Find Articles in:
All
Business
Reference
Technology
News
Lifestyle

Credit risk management in an asset-based lending environment

RMA Journal, The, July-August, 2004 by James Heitmann

The need to monitor the performance of collateral on an ongoing basis makes asset-based lending labor intensive, often requiring a significant investment in information systems and specialized personnel who have intimate knowledge of the borrower's business. Here is how it's handled at GMAC.

Credit risk management has improved with age. In the past 10 years, in fact, improved analytics, derivative and structured credit products, and growing liquidity for loans in the secondary market have brought a healthy glow to the field. And now techniques long used for managing large corporate borrowers are successfully being applied to middle-market lending.

Financial services companies--such as GMAC, whose portfolio of commercial credit risk is made up primarily of asset-based loans (ABL)--face particular challenges that require a slightly modified approach to measuring and monitoring credit risk. Unlike traditional cash-flow-based bank loans, ABL relies less on the borrower's financial and operational performance and more on the quality of the underlying collateral.

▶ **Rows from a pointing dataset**
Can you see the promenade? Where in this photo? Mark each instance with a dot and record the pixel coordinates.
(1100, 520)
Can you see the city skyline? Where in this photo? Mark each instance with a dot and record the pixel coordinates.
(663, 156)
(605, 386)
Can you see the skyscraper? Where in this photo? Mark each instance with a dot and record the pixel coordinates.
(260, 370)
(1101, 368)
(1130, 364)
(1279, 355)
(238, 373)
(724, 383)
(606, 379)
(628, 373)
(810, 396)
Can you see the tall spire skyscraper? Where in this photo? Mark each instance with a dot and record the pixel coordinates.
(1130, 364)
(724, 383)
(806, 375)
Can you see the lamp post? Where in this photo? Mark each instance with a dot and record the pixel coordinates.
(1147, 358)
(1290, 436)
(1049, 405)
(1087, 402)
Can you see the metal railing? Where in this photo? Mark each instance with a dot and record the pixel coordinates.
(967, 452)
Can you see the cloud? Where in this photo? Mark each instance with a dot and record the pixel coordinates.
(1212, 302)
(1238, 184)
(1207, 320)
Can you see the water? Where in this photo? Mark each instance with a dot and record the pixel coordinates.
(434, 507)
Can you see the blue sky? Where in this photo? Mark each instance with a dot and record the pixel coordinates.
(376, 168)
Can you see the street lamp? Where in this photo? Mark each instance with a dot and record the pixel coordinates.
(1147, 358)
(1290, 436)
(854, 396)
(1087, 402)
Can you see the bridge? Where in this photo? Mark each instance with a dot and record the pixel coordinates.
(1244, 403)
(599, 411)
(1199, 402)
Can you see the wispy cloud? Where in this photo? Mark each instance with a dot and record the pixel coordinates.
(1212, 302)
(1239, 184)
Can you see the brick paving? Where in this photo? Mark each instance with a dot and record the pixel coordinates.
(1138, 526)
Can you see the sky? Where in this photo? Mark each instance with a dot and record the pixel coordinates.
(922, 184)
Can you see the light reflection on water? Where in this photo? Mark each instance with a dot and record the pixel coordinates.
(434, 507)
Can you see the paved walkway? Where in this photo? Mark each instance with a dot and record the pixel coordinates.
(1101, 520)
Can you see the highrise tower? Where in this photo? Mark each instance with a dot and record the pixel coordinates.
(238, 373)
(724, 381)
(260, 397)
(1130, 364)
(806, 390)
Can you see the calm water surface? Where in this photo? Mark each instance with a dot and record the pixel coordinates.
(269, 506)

▶ **What you are asked to do**
Revise the part of the credit risk management article that opens with "Credit risk management has" and closes with "to middle-market lending.", swapping "middle-market lending" for "small-business lending". These records come from a separate source.

▶ **Answer to the exercise**
Credit risk management has improved with age. In the past 10 years, in fact, improved analytics, derivative and structured credit products, and growing liquidity for loans in the secondary market have brought a healthy glow to the field. And now techniques long used for managing large corporate borrowers are successfully being applied to small-business lending.